§ **Exercise objective**:
Convert the data below into a JSON list of strings, with each line as its own string and blank lines omitted.

Recorded data:
::::::::::

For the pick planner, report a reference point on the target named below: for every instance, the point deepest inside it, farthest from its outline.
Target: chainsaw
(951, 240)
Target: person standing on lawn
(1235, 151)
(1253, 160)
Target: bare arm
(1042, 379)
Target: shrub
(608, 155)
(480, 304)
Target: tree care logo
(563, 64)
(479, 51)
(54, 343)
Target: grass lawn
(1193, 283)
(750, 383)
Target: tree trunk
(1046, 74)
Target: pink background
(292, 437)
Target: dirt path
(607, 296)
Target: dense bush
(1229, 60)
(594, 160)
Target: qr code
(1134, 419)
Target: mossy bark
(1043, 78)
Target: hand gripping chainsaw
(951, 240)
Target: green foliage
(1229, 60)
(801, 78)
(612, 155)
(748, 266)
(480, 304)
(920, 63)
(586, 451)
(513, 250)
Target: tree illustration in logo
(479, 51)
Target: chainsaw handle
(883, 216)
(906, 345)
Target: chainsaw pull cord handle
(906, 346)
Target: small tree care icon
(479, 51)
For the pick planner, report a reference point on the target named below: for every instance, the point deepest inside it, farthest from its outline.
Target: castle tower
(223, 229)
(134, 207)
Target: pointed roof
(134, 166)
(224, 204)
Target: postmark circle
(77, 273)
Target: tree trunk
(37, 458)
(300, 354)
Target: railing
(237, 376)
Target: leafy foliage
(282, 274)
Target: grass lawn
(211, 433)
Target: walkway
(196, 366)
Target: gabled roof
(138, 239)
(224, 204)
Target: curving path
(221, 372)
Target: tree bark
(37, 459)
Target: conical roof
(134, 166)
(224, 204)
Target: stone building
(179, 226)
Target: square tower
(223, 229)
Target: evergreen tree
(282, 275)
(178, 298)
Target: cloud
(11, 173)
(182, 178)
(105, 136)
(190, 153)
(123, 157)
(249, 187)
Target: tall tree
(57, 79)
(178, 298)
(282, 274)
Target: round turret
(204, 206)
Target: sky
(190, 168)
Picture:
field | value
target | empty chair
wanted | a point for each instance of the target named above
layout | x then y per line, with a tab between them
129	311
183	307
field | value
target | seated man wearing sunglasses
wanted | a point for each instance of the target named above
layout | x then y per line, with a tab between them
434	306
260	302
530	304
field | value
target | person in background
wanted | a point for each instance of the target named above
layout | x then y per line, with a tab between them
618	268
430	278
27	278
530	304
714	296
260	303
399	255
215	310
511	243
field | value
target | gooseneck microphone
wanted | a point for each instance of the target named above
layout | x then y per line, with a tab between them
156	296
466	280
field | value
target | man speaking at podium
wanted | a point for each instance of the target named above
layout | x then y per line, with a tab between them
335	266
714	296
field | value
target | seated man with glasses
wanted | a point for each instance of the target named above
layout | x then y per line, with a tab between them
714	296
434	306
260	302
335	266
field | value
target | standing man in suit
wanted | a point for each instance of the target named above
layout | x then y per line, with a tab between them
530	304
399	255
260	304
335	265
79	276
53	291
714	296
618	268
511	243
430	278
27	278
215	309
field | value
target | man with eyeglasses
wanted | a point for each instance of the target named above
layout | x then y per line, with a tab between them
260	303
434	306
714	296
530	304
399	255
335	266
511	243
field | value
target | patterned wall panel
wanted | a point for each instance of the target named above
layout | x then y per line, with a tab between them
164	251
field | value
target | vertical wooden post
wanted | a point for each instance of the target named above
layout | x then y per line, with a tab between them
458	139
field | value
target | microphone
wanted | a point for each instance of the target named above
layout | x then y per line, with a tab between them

::::::::::

§ **Exercise solution**:
[
  "For the pick planner, report a reference point on the target named below: for every instance, the point deepest inside it, farthest from its outline.",
  "Target: chainsaw",
  "(951, 240)",
  "Target: person standing on lawn",
  "(1235, 151)",
  "(1253, 160)",
  "Target: bare arm",
  "(1042, 379)",
  "Target: shrub",
  "(608, 155)",
  "(480, 304)",
  "Target: tree care logo",
  "(563, 64)",
  "(479, 51)",
  "(54, 343)",
  "Target: grass lawn",
  "(1193, 283)",
  "(750, 383)",
  "Target: tree trunk",
  "(1046, 74)",
  "Target: pink background",
  "(292, 437)",
  "Target: dirt path",
  "(607, 296)",
  "Target: dense bush",
  "(1229, 60)",
  "(594, 160)",
  "Target: qr code",
  "(1134, 419)",
  "Target: mossy bark",
  "(1043, 78)",
  "Target: hand gripping chainsaw",
  "(951, 240)",
  "Target: green foliage",
  "(1229, 60)",
  "(801, 78)",
  "(612, 155)",
  "(748, 266)",
  "(480, 304)",
  "(920, 63)",
  "(586, 451)",
  "(513, 250)",
  "Target: tree illustration in logo",
  "(479, 51)",
  "Target: chainsaw handle",
  "(883, 216)",
  "(906, 345)",
  "Target: chainsaw pull cord handle",
  "(906, 346)",
  "Target: small tree care icon",
  "(479, 51)",
  "For the pick planner, report a reference point on the target named below: for every instance, the point deepest inside it, farthest from its outline.",
  "Target: castle tower",
  "(223, 229)",
  "(134, 207)",
  "Target: pointed roof",
  "(134, 166)",
  "(224, 204)",
  "Target: postmark circle",
  "(77, 273)",
  "Target: tree trunk",
  "(37, 458)",
  "(300, 354)",
  "Target: railing",
  "(237, 376)",
  "Target: leafy foliage",
  "(282, 274)",
  "Target: grass lawn",
  "(211, 433)",
  "Target: walkway",
  "(196, 366)",
  "Target: gabled roof",
  "(138, 239)",
  "(224, 204)",
  "Target: curving path",
  "(221, 372)",
  "Target: tree bark",
  "(37, 459)",
  "Target: conical roof",
  "(134, 166)",
  "(224, 204)",
  "Target: stone building",
  "(179, 226)",
  "Target: square tower",
  "(223, 229)",
  "Target: evergreen tree",
  "(282, 275)",
  "(178, 298)",
  "Target: cloud",
  "(11, 173)",
  "(182, 178)",
  "(105, 136)",
  "(190, 153)",
  "(123, 157)",
  "(249, 187)",
  "Target: tall tree",
  "(57, 79)",
  "(178, 298)",
  "(282, 274)",
  "Target: round turret",
  "(204, 206)",
  "Target: sky",
  "(190, 168)",
  "Picture:",
  "field | value",
  "target | empty chair",
  "wanted | a point for each instance of the target named above",
  "layout | x then y per line, with a tab between them",
  "129\t311",
  "183\t307",
  "field | value",
  "target | seated man wearing sunglasses",
  "wanted | a point for each instance of the target named above",
  "layout | x then y per line, with a tab between them",
  "434\t306",
  "260\t302",
  "530\t304",
  "field | value",
  "target | person in background",
  "wanted | a point for each instance of the target named above",
  "layout | x then y per line, with a tab between them",
  "618\t268",
  "430\t278",
  "27\t278",
  "530\t304",
  "714\t296",
  "260\t303",
  "399\t255",
  "215\t310",
  "511\t243",
  "field | value",
  "target | gooseneck microphone",
  "wanted | a point for each instance of the target named above",
  "layout | x then y per line, with a tab between them",
  "156\t296",
  "466\t280",
  "field | value",
  "target | man speaking at podium",
  "wanted | a point for each instance of the target named above",
  "layout | x then y per line, with a tab between them",
  "335\t266",
  "714\t296",
  "field | value",
  "target | seated man with glasses",
  "wanted | a point for each instance of the target named above",
  "layout | x then y per line, with a tab between them",
  "714\t296",
  "434\t306",
  "260\t302",
  "335\t266",
  "field | value",
  "target | standing man in suit",
  "wanted | a point for each instance of the target named above",
  "layout | x then y per line, with a tab between them",
  "530\t304",
  "399\t255",
  "260\t304",
  "335\t265",
  "79\t276",
  "53\t291",
  "714\t296",
  "618\t268",
  "511\t243",
  "430\t278",
  "27\t278",
  "215\t309",
  "field | value",
  "target | man with eyeglasses",
  "wanted | a point for each instance of the target named above",
  "layout | x then y per line, with a tab between them",
  "260\t303",
  "434\t306",
  "714\t296",
  "530\t304",
  "399\t255",
  "335\t266",
  "511\t243",
  "field | value",
  "target | patterned wall panel",
  "wanted | a point for each instance of the target named above",
  "layout | x then y per line, with a tab between them",
  "164\t251",
  "field | value",
  "target | vertical wooden post",
  "wanted | a point for each instance of the target named above",
  "layout | x then y per line, with a tab between them",
  "458\t139",
  "field | value",
  "target | microphone",
  "wanted | a point for each instance of the target named above",
  "layout | x then y per line, with a tab between them"
]